▶ _Tarefas do exercício_:
a - Por favor, traduza para o inglês esta frase do texto sobre Moro e Bretas: "Era uma carta completamente fora do baralho político."
b - Dê sequência ao texto sobre Moro e Bretas, começando logo após a última frase apresentada.

▶ _Fonte_:
★ ★ ★ ★
Moro e Bretas podem trocar de lugar com os criminosos que condenaram
O ex-ministro e o juiz vivem uma radical inversão de papéis
No Brasil, projetar qualquer perspectiva que envolva um período mais elástico é uma tarefa arriscada nos dias de hoje. Há uma semana, o ex-presidente Lula estava condenado a 26 anos de prisão, respondia a outros dois processos na Justiça e, por ser um ficha-suja, não podia pensar nem na hipótese de se candidatar a vereador de São Bernardo Campo, seu berço eleitoral. Era uma carta completamente fora do baralho político. Isso, como se sabe, mudou. Há uma semana, o ex-juiz Sergio Moro, que decretou a prisão de Lula, era apontado pelas pesquisas como o único candidato capaz de bater Jair Bolsonaro na eleição presidencial do ano que vem. Isso está prestes a mudar. Lula teve seus processos anulados pelo Supremo Tribunal Federal (STF), as sentenças revogadas e, agora ficha-limpa, está livre para voltar aos palanques. Moro, por sua vez, pode se tornar réu, ser declarado ficha-suja e, como tal, impedido de se candidatar a cargos eletivos — uma inesperada inversão de papéis em que o condenado se transforma em vítima e o juiz que mandou prendê-lo é alçado à condição de criminoso.
★ ★ ★ ★
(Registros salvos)

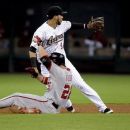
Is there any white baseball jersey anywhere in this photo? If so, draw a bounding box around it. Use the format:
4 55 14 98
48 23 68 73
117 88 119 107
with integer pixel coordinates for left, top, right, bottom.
31 21 107 111
0 63 72 113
★ ★ ★ ★
▶ _Respostas por tarefa_:
a - It was a card completely out of the political deck.

b -
A senha de que algo nessa direção está na iminência de ocorrer foi revelada pelos ministros da Segunda Turma do STF durante o julgamento de um pedido de suspeição do ex-juiz impetrado pelo ex-presidente Lula. Em seu voto, na semana passada, o ministro Ricardo Lewandowski escreveu textualmente que, para ele, não havia nenhuma dúvida de que Sergio Moro agiu de maneira ilegal na condução do processo contra o petista: “Ficou patenteado o abuso de poder com o qual se houve o ex-magistrado, bem assim o seu completo menosprezo ao sistema processual vigente no país, por meio da usurpação das atribuições do Ministério Público Federal e mesmo da Polícia Federal, além de haver ficado evidente a ocorrência de ofensa aos princípios do juiz natural e do devido processo legal, em meio a outras irregularidades e ilicitudes”. O ministro, além de considerar que Moro atuou com parcialidade, afirma que o ex-juiz praticou crime de abuso de autoridade. “Restou escancarada uma indevida confusão entre as atribuições de julgar e de acusar por parte do então magistrado Sergio Moro. E o pior: confusão essa motivada por razões mais do que espúrias”, disse Lewandowski, que chegou ao cargo por indicação do agora ex-condenado Lula.
“Ficou patenteado o abuso de poder com o qual se houve o ex-magistrado (Moro), bem assim o seu completo menosprezo ao sistema processual vigente no país”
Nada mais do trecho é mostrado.